> **Goal of the exercise**
Render every line of the records below as a numbered list, skipping blank lines and leaving the pictures out of your output.

(Coordinate labeling records)
* * * * *
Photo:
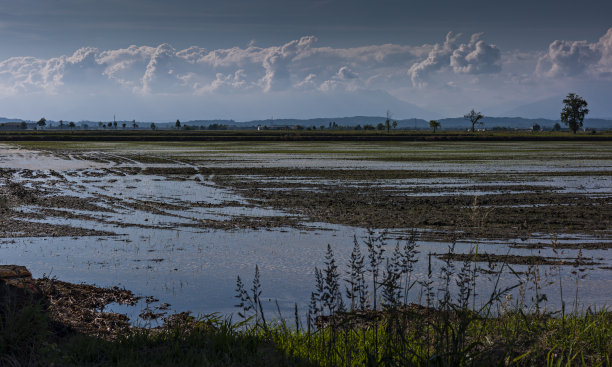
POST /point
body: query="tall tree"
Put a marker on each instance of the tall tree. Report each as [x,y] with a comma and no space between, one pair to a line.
[573,112]
[434,125]
[474,117]
[388,121]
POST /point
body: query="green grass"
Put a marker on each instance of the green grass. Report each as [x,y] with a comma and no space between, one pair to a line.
[517,339]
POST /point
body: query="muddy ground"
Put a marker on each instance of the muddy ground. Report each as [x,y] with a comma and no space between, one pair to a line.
[360,198]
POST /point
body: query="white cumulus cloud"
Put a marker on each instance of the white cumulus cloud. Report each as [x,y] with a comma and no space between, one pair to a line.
[573,58]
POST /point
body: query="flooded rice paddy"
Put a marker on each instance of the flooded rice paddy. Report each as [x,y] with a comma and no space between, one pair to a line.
[179,221]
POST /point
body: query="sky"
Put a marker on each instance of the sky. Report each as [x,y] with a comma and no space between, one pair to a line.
[159,60]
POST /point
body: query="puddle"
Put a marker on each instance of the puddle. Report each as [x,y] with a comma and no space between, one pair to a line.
[163,249]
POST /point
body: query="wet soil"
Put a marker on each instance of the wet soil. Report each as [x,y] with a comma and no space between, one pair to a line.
[460,216]
[80,307]
[519,260]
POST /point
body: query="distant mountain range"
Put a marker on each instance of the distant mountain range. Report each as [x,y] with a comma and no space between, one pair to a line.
[455,123]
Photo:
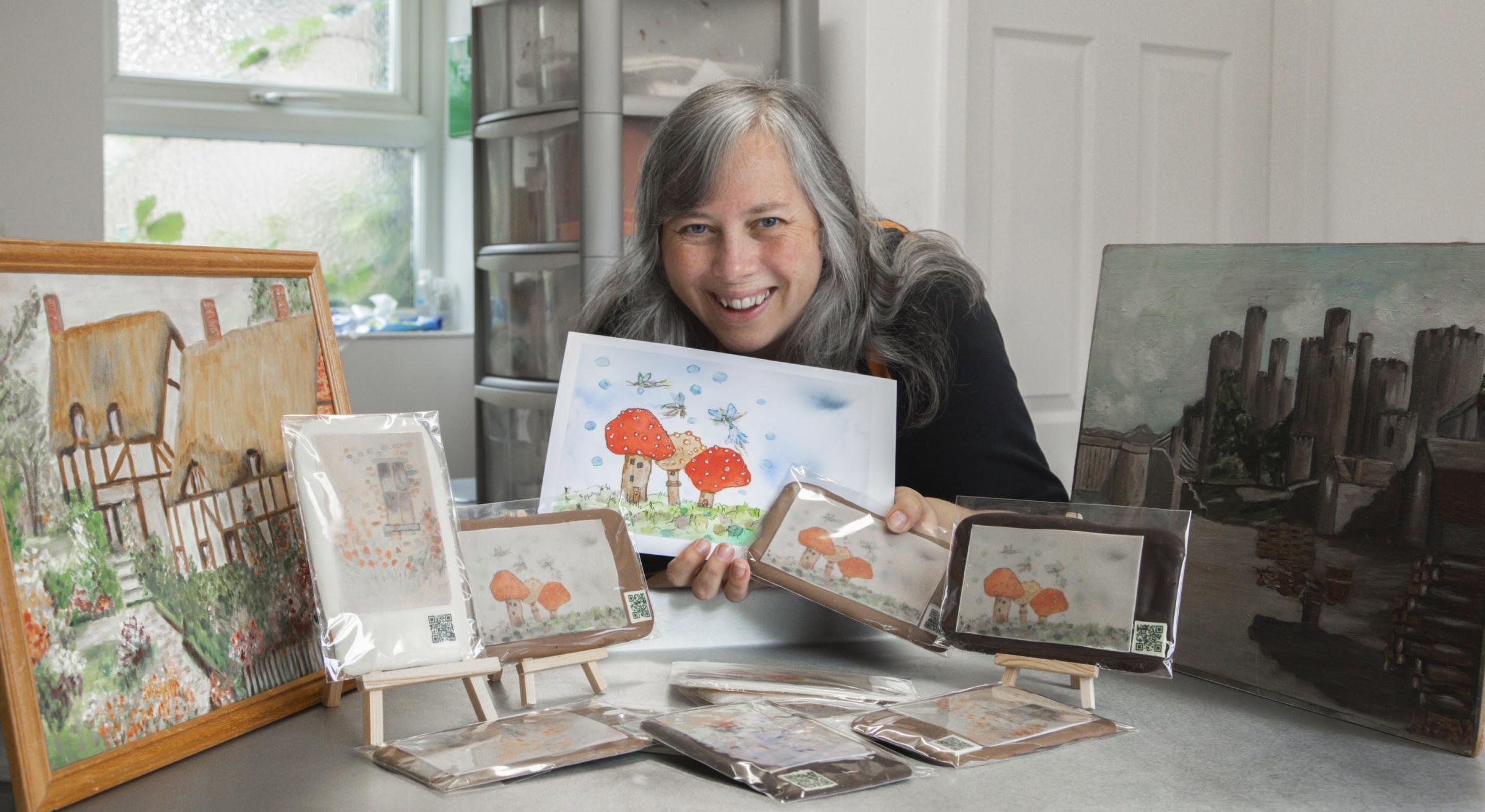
* * * * *
> **Task answer**
1. Photo:
2. POST /point
3. body: query="tall tree"
4. Put a marker on each instance of the tall tree. Report each as [x,y] with a comma and no space between, one pair to a line.
5. [573,112]
6. [434,125]
7. [474,117]
8. [388,121]
9. POST /point
10. body: query="green grass"
11. Put a marker on each instance of the green grass. Report each as [x,y] with a comma and no space between, one pair to a line.
12. [517,339]
13. POST /point
14. body: query="muddy ground"
15. Put a marker on each instance of the muddy ground. Report each as [x,y] with a comma and no space between, one pair to a line.
16. [360,198]
17. POST /point
18. body: query="white cumulus cloud"
19. Put a marker on each instance of the white cumulus cloud. Report each as [x,y] with a comma and no space between, one pair to a line.
20. [573,58]
21. POST /point
22. body: query="flooded rice paddy"
23. Put a marker on each instance of the flooded rice paddy. Report each as [x,y] with a comma and no space between, one pair to a line.
24. [179,221]
25. POST /point
26. body: query="sky"
27. Put a marker on each instance of the sky. Report each as [x,y] with a comma and no space between, one pair to a line.
28. [159,60]
29. POST /point
30. body: query="puddle"
31. Put a marker on each instance of the puddle. Report each as [x,y] with a comma and no space between, one pair to a line.
32. [163,249]
33. POST /point
34. body: query="wet soil"
35. Put a marker on each instance of the wet soil. Report each as [x,y] with a comma and no space between, one pair to a line.
36. [460,216]
37. [80,307]
38. [519,260]
39. POST /point
40. body: query="distant mountain range"
41. Put a marker on each instance of the distant mountain range. Report each as [x,y] with a comma and no space between, one pair to a line.
42. [455,123]
43. Photo:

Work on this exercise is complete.